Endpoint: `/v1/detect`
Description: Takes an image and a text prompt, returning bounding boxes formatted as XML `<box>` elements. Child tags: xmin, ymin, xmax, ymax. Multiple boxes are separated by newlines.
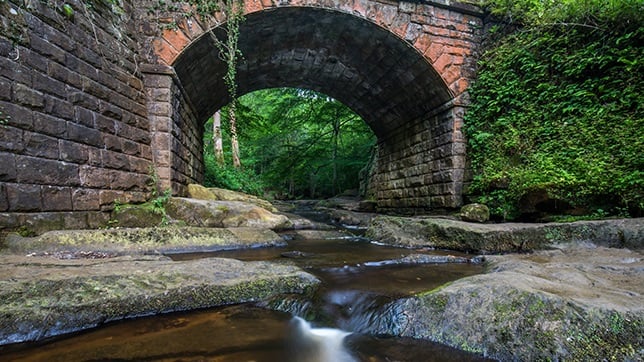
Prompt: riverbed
<box><xmin>0</xmin><ymin>229</ymin><xmax>490</xmax><ymax>361</ymax></box>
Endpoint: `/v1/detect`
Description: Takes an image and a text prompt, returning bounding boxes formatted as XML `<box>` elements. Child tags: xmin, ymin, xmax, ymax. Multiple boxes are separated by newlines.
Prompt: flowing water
<box><xmin>1</xmin><ymin>211</ymin><xmax>493</xmax><ymax>361</ymax></box>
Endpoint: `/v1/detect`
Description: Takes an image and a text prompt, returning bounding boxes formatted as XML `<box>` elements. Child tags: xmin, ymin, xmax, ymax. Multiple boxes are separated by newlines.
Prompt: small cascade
<box><xmin>287</xmin><ymin>316</ymin><xmax>356</xmax><ymax>362</ymax></box>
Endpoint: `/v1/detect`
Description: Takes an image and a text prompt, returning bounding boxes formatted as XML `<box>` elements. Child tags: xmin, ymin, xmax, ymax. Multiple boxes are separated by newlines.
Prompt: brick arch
<box><xmin>151</xmin><ymin>0</ymin><xmax>481</xmax><ymax>103</ymax></box>
<box><xmin>173</xmin><ymin>7</ymin><xmax>453</xmax><ymax>137</ymax></box>
<box><xmin>141</xmin><ymin>1</ymin><xmax>483</xmax><ymax>212</ymax></box>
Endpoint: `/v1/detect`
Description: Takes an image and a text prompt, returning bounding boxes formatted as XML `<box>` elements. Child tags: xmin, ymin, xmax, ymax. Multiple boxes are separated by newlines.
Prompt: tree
<box><xmin>210</xmin><ymin>0</ymin><xmax>244</xmax><ymax>168</ymax></box>
<box><xmin>212</xmin><ymin>110</ymin><xmax>224</xmax><ymax>166</ymax></box>
<box><xmin>202</xmin><ymin>88</ymin><xmax>376</xmax><ymax>198</ymax></box>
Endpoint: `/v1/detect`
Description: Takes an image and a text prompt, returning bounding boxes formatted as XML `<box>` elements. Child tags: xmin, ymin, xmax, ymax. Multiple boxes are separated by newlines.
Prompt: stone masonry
<box><xmin>1</xmin><ymin>0</ymin><xmax>483</xmax><ymax>232</ymax></box>
<box><xmin>0</xmin><ymin>0</ymin><xmax>151</xmax><ymax>231</ymax></box>
<box><xmin>137</xmin><ymin>0</ymin><xmax>483</xmax><ymax>213</ymax></box>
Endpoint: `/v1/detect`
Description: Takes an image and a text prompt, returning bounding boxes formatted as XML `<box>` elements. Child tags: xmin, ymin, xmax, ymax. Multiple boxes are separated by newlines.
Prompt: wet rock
<box><xmin>362</xmin><ymin>254</ymin><xmax>483</xmax><ymax>267</ymax></box>
<box><xmin>316</xmin><ymin>207</ymin><xmax>375</xmax><ymax>227</ymax></box>
<box><xmin>166</xmin><ymin>198</ymin><xmax>292</xmax><ymax>230</ymax></box>
<box><xmin>292</xmin><ymin>229</ymin><xmax>351</xmax><ymax>240</ymax></box>
<box><xmin>0</xmin><ymin>255</ymin><xmax>320</xmax><ymax>345</ymax></box>
<box><xmin>280</xmin><ymin>212</ymin><xmax>335</xmax><ymax>230</ymax></box>
<box><xmin>358</xmin><ymin>200</ymin><xmax>377</xmax><ymax>212</ymax></box>
<box><xmin>2</xmin><ymin>227</ymin><xmax>285</xmax><ymax>255</ymax></box>
<box><xmin>366</xmin><ymin>216</ymin><xmax>644</xmax><ymax>253</ymax></box>
<box><xmin>365</xmin><ymin>245</ymin><xmax>644</xmax><ymax>361</ymax></box>
<box><xmin>281</xmin><ymin>250</ymin><xmax>316</xmax><ymax>258</ymax></box>
<box><xmin>459</xmin><ymin>203</ymin><xmax>489</xmax><ymax>223</ymax></box>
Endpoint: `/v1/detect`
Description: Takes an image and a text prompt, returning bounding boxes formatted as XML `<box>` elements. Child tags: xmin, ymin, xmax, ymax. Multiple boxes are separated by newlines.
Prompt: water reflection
<box><xmin>1</xmin><ymin>235</ymin><xmax>490</xmax><ymax>361</ymax></box>
<box><xmin>1</xmin><ymin>305</ymin><xmax>491</xmax><ymax>361</ymax></box>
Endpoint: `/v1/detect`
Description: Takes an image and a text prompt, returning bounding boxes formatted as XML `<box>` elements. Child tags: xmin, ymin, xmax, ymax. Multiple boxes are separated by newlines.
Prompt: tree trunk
<box><xmin>229</xmin><ymin>102</ymin><xmax>241</xmax><ymax>169</ymax></box>
<box><xmin>213</xmin><ymin>110</ymin><xmax>224</xmax><ymax>166</ymax></box>
<box><xmin>332</xmin><ymin>113</ymin><xmax>340</xmax><ymax>195</ymax></box>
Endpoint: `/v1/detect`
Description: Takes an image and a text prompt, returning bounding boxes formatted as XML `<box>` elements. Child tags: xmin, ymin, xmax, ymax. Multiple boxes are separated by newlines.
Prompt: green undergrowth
<box><xmin>464</xmin><ymin>0</ymin><xmax>643</xmax><ymax>220</ymax></box>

→ WHAT YOU WILL DO
Pictures stay out; the data above is to be returned exactly.

→ ANSWER AREA
Endpoint: `/v1/detect`
Description: Takes an image and a text prompt, returning bounding boxes formatted as XML `<box>` elements. Child tags: xmin, ymin, xmax, ymax. Multiple boxes are separated by newlines.
Prompt: riverbed
<box><xmin>0</xmin><ymin>229</ymin><xmax>490</xmax><ymax>361</ymax></box>
Endpoint: `/v1/detect`
Description: Takes an image and a text prompt, returning bounding boxes formatted as XML `<box>` elements. Child tags: xmin, ymin, xmax, ymax. Multiple boxes are separated by newlines.
Prompt: flowing water
<box><xmin>1</xmin><ymin>211</ymin><xmax>493</xmax><ymax>361</ymax></box>
Endpoint: `/v1/detect`
Description: Takes an image and a text prompt, returning bounding boxes formatted as XML `<box>` elements. Child tags: xmin, ymin, xmax, ymax. Multiple boxes are separated by newlines.
Prompt: small cascade
<box><xmin>287</xmin><ymin>316</ymin><xmax>356</xmax><ymax>362</ymax></box>
Endpoint: `/v1/detect`
Description: Takes an image and a text prompt, returning bounding boxes formatted as XML `<box>` elements. Child tags: xmin, ymin, xmax, ymax. Multiple boxes are separated by newlines.
Prompt: brick arch
<box><xmin>151</xmin><ymin>0</ymin><xmax>481</xmax><ymax>103</ymax></box>
<box><xmin>173</xmin><ymin>7</ymin><xmax>453</xmax><ymax>137</ymax></box>
<box><xmin>141</xmin><ymin>1</ymin><xmax>483</xmax><ymax>212</ymax></box>
Endpoint: `/v1/detect`
Description: Takes an image and a text prompt, returning bounding boxes formatted as XML `<box>` elements. Child tags: xmin, ymin, xmax, ymax. Multiple boxes are separated by newlines.
Prompt: tree
<box><xmin>210</xmin><ymin>0</ymin><xmax>244</xmax><ymax>168</ymax></box>
<box><xmin>212</xmin><ymin>110</ymin><xmax>224</xmax><ymax>166</ymax></box>
<box><xmin>202</xmin><ymin>88</ymin><xmax>376</xmax><ymax>198</ymax></box>
Endpoint: `/v1/detect`
Description: Takes an image and a text prompt, returning bounding boxes formatted as XML `<box>` elements. Child tags: xmin, ymin, xmax, ymax. Multiple boxes are separated by newlines.
Prompt: stone masonry
<box><xmin>1</xmin><ymin>0</ymin><xmax>483</xmax><ymax>232</ymax></box>
<box><xmin>0</xmin><ymin>0</ymin><xmax>151</xmax><ymax>231</ymax></box>
<box><xmin>137</xmin><ymin>0</ymin><xmax>483</xmax><ymax>213</ymax></box>
Endpoint: `/v1/detect`
Description: Takes an image and a text prompt, returning bounding boxes formatted as XML `<box>` elements. Child tags: xmin, ymin, xmax, ymax. Multiple boxes are separated by newlines.
Prompt: wet rock
<box><xmin>362</xmin><ymin>254</ymin><xmax>483</xmax><ymax>267</ymax></box>
<box><xmin>316</xmin><ymin>207</ymin><xmax>375</xmax><ymax>227</ymax></box>
<box><xmin>166</xmin><ymin>198</ymin><xmax>292</xmax><ymax>230</ymax></box>
<box><xmin>292</xmin><ymin>229</ymin><xmax>351</xmax><ymax>240</ymax></box>
<box><xmin>0</xmin><ymin>255</ymin><xmax>320</xmax><ymax>345</ymax></box>
<box><xmin>280</xmin><ymin>212</ymin><xmax>335</xmax><ymax>230</ymax></box>
<box><xmin>358</xmin><ymin>200</ymin><xmax>377</xmax><ymax>212</ymax></box>
<box><xmin>2</xmin><ymin>227</ymin><xmax>285</xmax><ymax>255</ymax></box>
<box><xmin>366</xmin><ymin>216</ymin><xmax>644</xmax><ymax>253</ymax></box>
<box><xmin>365</xmin><ymin>245</ymin><xmax>644</xmax><ymax>361</ymax></box>
<box><xmin>281</xmin><ymin>250</ymin><xmax>316</xmax><ymax>258</ymax></box>
<box><xmin>459</xmin><ymin>203</ymin><xmax>489</xmax><ymax>223</ymax></box>
Endpoint: `/v1/detect`
Description: Takes an image and a text prompt, returning bounding boxes formatted as XML `<box>` elements. Child tags: xmin, ymin, xmax, ymax. Multiple boxes are separated by newlines.
Prompt: water reflection
<box><xmin>1</xmin><ymin>235</ymin><xmax>490</xmax><ymax>361</ymax></box>
<box><xmin>1</xmin><ymin>305</ymin><xmax>491</xmax><ymax>361</ymax></box>
Endpoint: `/v1/detect`
Description: Takes an image and a text prompt, returning bounding boxes formatted as XML `<box>` elements. Child tags: xmin, ymin, xmax, ymax. Multiple boxes are separated by newlines.
Prompt: tree trunk
<box><xmin>229</xmin><ymin>102</ymin><xmax>241</xmax><ymax>169</ymax></box>
<box><xmin>213</xmin><ymin>110</ymin><xmax>224</xmax><ymax>166</ymax></box>
<box><xmin>332</xmin><ymin>113</ymin><xmax>340</xmax><ymax>195</ymax></box>
Endpoint: `/v1/detect`
Description: Takes an image and a text prompt, returning bounding boxes formatted as XML `<box>` elements. Child tags: xmin, ymin, xmax, ymax. Multiple boxes are separated by newlines.
Prompt: green undergrowth
<box><xmin>464</xmin><ymin>0</ymin><xmax>643</xmax><ymax>220</ymax></box>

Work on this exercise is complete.